§ **Page extract**
········

How to prepare

Before your first treatment there are a few things to bear in mind:

  • The most commonly used acupuncture points are on the lower arms and legs, so wear loose-fitting clothing that allows access to these areas
  • Avoid going for treatment on an empty stomach
  • If you are new to acupuncture then tell your practitioner so they can talk you through the process.

The consultation

For your first visit, the practitioner will need to take some information about your main complaint and your general health and lifestyle. You will be asked about:

  • Current symptoms
  • Medical history
  • Diet
  • Digestion
  • Sleeping patterns
  • Emotional state
  • For women: menstrual cycle, past pregnancies.

The practitioner will also:

  • Take your pulse
  • Examine your tongue
  • Palpate the channels on your lower arms and legs.


Treatment room at Equilibre Acupuncture, Dublin City Centre
Our treatment room at Morrison
Chambers, Dublin 2


Based on the information collected during the initial consultation, the practitioner will establish his diagnosis and will then put together your personalised treatment plan, which may include lifestyle and dietary advice.

The practitioner will insert very fine single-use, pre-sterilised needles into specific points on your body, most commonly the lower arms and legs. The practitioner may gently stimulate the needles to encourage a response from the body. You may feel tingling or a feeling that energy is radiating from the point. It should not be painful, in fact you may even find it quite pleasant.

Once the practitioner has finished inserting the needles you will given about 20-25 minutes to relax while the needles do their work.

Other treatment techniques

In addition to acupuncture, you may be given other forms of treatment. These are all part of the Chinese medical tradition and will enhance the effectiveness of your treatment as a whole.

  • Moxibustion: the application of indirect heat using moxa (therapeutic herbs) and/or heat lamps to warm and relax muscles and energise meridians
  • Tui na: Chinese therapeutic massage, used to relieve muscle tension, stimulate acupressure points, open energy meridians and stimulate the flow of qi
  • Electro-acupuncture: a very low frequency electrical current (1Hz) applied to the needle to increase blood flow, relax muscle tissue and clear stagnant qi
  • Cupping: glass cups with a vacuum seal that are placed on the skin to stimulate blood flow and clear stagnant qi
  • Gua sha: using tools to rub the skin to increase blood flow and clear stagnant qi.

········

§ **Given information**
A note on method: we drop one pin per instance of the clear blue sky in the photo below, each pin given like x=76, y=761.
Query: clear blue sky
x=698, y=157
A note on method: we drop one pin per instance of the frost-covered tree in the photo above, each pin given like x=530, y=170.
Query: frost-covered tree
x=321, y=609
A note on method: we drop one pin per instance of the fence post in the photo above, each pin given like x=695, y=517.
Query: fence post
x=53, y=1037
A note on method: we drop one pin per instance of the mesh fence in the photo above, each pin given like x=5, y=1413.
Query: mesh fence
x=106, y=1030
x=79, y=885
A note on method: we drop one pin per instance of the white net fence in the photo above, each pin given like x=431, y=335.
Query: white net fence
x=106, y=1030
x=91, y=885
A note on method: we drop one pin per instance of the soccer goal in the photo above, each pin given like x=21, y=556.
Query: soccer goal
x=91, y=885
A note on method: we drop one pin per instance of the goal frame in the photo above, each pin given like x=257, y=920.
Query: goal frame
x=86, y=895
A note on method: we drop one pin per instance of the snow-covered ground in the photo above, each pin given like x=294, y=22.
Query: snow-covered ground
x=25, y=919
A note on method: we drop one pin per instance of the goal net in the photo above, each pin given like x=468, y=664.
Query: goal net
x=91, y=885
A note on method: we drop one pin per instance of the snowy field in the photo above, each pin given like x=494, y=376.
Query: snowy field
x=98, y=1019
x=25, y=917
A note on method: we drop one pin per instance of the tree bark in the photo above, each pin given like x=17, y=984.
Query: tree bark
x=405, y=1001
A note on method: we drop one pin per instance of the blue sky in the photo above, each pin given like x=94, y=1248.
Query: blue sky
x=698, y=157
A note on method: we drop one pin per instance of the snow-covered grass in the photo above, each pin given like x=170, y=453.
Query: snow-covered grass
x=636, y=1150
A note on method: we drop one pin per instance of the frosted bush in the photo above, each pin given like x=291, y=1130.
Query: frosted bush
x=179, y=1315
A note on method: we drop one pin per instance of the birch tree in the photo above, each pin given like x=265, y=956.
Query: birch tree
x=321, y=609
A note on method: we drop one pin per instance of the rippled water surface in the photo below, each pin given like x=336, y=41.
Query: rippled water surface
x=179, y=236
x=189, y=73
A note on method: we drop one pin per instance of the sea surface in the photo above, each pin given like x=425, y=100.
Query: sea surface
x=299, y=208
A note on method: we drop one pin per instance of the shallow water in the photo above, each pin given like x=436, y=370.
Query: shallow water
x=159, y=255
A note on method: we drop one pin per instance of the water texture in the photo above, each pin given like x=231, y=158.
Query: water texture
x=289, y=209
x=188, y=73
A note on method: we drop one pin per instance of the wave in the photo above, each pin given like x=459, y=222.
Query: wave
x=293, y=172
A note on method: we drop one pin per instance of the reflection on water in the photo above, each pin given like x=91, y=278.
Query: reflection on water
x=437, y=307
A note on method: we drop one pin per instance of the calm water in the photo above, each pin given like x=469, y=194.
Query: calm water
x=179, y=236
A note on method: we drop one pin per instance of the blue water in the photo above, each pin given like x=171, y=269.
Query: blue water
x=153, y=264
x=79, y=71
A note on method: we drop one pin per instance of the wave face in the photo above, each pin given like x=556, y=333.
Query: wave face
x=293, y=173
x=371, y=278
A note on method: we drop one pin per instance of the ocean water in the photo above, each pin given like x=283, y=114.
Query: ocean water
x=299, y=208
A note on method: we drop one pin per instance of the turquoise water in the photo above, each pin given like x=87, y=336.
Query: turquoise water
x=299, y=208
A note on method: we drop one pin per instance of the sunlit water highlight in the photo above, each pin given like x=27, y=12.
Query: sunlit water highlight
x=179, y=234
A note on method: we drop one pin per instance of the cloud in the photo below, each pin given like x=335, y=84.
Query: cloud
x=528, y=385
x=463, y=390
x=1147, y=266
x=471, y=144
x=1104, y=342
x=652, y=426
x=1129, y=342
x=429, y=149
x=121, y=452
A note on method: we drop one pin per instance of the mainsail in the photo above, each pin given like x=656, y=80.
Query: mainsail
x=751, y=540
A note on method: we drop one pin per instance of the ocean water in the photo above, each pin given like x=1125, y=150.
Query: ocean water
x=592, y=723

········

§ **Tasks to carry out**
• a. Answer these questions from the acupuncture page:
(i) Which part of your body will the practitioner examine besides taking your pulse?
(ii) What frequency of electrical current is used in electro-acupuncture?
(iii) What are glass cups with a vacuum seal used for in cupping?
• b. Extend the acupuncture page beyond its final sentence.
The entries have nothing to do with the acupuncture page.

§ **Answer section**
• a.
(i) Your tongue.
(ii) A very low frequency of 1Hz.
(iii) They are placed on the skin to stimulate blood flow and clear stagnant qi.

• b.
Lifestyle advice

Your practitioner may suggest ways in which you can enhance the long-term effects of your treatment, such as by making changes to your diet and daily routine. If necessary, you will be referred to other healthcare practitioners for specialist care.


Acupuncture has very few side-effects which are mild and self-correcting. You may feel tired or sleepy straight after treatment, so keep this in mind if you plan to drive afterwards. Occasionally you may see bruising on and around a needled point. Give yourself time to rest straight after treatment and avoid heavy exercise and alcohol for a few hours afterwards.

Follow-up treatments

Acupuncture works cumulatively, meaning one treatment builds on the next. If you want lasting results from acupuncture then you will need to commit. The number of treatments a patient will need can vary, but a minimum of six is recommended, at least once a week but twice a week is better.

Enjoy the benefits!

You will know your treatment is working when you start to experience some of the great benefits of acupuncture. These include:

  • Better sleeping patterns, deeper sleep, feeling more rested
  • Better awareness, more in touch with your body
  • More energy and vitality
  • Less stressed, easier to cope with stress
  • Better digestion and bowel movement.